Instructions to follow: The job is to output each record again, character for character.

The records:
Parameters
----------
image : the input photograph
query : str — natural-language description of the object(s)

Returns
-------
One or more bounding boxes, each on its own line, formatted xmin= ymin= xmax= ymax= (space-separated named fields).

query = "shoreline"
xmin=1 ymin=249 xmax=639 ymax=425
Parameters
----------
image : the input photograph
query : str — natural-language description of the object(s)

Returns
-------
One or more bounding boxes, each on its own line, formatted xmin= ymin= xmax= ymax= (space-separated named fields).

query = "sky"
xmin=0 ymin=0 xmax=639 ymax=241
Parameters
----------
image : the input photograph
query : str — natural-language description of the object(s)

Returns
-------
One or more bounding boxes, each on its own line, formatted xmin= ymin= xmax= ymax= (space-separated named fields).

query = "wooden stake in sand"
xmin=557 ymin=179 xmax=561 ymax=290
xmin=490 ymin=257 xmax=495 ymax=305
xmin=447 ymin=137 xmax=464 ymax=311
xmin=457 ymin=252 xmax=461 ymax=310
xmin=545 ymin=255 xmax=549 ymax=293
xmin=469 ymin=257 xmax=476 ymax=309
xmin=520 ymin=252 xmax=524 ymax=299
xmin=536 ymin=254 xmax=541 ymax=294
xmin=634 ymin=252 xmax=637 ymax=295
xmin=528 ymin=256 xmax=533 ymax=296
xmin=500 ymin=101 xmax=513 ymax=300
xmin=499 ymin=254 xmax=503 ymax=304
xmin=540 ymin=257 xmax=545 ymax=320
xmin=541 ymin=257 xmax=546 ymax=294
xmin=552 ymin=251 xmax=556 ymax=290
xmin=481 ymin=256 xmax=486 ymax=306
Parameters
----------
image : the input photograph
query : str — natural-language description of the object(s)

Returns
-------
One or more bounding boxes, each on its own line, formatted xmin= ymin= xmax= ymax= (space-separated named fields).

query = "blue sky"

Result of this exercise:
Parameters
----------
image : the input photograph
query : str — natural-language description of the object(s)

Returns
-------
One or more bounding boxes, each on its own line, formatted xmin= ymin= xmax= ymax= (space-separated named fields).

query = "shoreline"
xmin=1 ymin=249 xmax=639 ymax=425
Parameters
----------
image : the input photograph
query : str — natural-language description of the object(s)

Returns
-------
One or more bounding boxes, each on its own line, formatted xmin= ymin= xmax= ymax= (space-separated named fields).

query = "sky"
xmin=0 ymin=0 xmax=639 ymax=241
Parameters
----------
image : the input photograph
query : str — natural-language description of the object(s)

Returns
-------
One or more bounding boxes, each on its own line, formatted xmin= ymin= xmax= ymax= (space-separated named fields).

query = "wooden stake in sand"
xmin=557 ymin=179 xmax=561 ymax=290
xmin=490 ymin=257 xmax=495 ymax=305
xmin=447 ymin=137 xmax=464 ymax=311
xmin=457 ymin=252 xmax=461 ymax=310
xmin=545 ymin=255 xmax=549 ymax=293
xmin=469 ymin=257 xmax=476 ymax=309
xmin=520 ymin=252 xmax=524 ymax=299
xmin=536 ymin=254 xmax=541 ymax=294
xmin=634 ymin=252 xmax=637 ymax=295
xmin=528 ymin=256 xmax=533 ymax=296
xmin=500 ymin=101 xmax=513 ymax=300
xmin=499 ymin=254 xmax=503 ymax=304
xmin=540 ymin=257 xmax=545 ymax=320
xmin=541 ymin=257 xmax=546 ymax=294
xmin=552 ymin=251 xmax=556 ymax=290
xmin=481 ymin=256 xmax=486 ymax=306
Parameters
----------
image : the input photograph
query : str — natural-language description of the object(s)

Returns
-------
One or more bounding boxes, each on its own line, formatted xmin= ymin= xmax= ymax= (space-separated named fields).

query = "blue sky"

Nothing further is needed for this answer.